(Beginning of THE INPUT)
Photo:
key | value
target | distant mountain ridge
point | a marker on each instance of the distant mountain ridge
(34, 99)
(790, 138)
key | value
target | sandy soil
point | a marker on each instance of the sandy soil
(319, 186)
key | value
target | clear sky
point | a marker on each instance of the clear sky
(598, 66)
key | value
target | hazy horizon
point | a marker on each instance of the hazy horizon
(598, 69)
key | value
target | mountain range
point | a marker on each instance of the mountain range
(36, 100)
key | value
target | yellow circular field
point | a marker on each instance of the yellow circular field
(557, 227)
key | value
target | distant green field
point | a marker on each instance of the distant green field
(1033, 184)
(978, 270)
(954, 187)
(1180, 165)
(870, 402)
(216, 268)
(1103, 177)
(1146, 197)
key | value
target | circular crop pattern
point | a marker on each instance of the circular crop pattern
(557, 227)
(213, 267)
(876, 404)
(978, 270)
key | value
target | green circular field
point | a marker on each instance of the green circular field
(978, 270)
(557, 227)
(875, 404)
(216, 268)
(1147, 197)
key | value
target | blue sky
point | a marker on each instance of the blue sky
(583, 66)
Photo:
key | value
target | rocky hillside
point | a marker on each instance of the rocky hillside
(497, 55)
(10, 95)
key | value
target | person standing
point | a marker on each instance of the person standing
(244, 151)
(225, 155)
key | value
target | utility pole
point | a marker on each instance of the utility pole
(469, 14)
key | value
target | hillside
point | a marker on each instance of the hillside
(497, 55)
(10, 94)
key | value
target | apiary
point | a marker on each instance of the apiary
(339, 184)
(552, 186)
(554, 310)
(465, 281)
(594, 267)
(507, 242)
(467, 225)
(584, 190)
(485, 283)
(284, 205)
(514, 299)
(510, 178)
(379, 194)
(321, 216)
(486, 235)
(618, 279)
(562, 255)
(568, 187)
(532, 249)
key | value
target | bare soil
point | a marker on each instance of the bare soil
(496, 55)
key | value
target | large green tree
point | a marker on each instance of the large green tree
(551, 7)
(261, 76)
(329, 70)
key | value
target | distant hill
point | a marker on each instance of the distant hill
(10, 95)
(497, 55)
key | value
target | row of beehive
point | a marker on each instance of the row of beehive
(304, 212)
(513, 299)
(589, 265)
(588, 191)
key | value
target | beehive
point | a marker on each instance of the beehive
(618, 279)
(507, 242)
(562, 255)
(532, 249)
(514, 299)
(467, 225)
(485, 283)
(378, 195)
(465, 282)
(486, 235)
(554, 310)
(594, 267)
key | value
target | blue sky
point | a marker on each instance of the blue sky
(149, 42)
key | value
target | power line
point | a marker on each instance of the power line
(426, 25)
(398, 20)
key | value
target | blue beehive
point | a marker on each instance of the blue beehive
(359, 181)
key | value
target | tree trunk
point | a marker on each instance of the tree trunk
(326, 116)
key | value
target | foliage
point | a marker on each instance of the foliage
(End of THE INPUT)
Every line above with the string "foliage" in it should be copied into the answer.

RESULT FOR THIS EXERCISE:
target | foliage
point | a marker on each instance of the foliage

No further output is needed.